REQUIRED WORK:
Copy out all of the material below, substituting "rule" for "convention" and leaving everything else unchanged.
= = =
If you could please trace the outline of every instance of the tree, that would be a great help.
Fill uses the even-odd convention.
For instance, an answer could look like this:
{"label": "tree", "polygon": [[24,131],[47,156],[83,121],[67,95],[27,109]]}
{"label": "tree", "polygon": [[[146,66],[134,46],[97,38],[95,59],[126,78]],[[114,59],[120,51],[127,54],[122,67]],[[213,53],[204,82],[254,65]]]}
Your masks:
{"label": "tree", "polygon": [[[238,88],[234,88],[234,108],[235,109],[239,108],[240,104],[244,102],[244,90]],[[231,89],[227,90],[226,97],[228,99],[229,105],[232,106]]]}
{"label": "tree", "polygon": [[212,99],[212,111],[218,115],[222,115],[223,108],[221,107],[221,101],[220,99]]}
= = =
RESULT OF THIS TASK:
If you could please trace the outline of every instance of the tree, that would be a great help.
Fill uses the even-odd rule.
For instance, an answer could look like this:
{"label": "tree", "polygon": [[24,131],[47,156],[83,121],[67,95],[27,109]]}
{"label": "tree", "polygon": [[[146,66],[134,46],[97,38],[95,59],[126,78]],[[114,59],[120,51],[127,54],[122,67]],[[213,53],[204,82],[254,65]]]}
Your masks:
{"label": "tree", "polygon": [[[238,88],[234,88],[234,108],[235,109],[239,108],[240,104],[244,102],[244,90]],[[231,89],[227,90],[226,97],[228,99],[229,105],[232,106]]]}
{"label": "tree", "polygon": [[212,99],[212,111],[218,115],[222,115],[223,108],[221,107],[221,101],[220,99]]}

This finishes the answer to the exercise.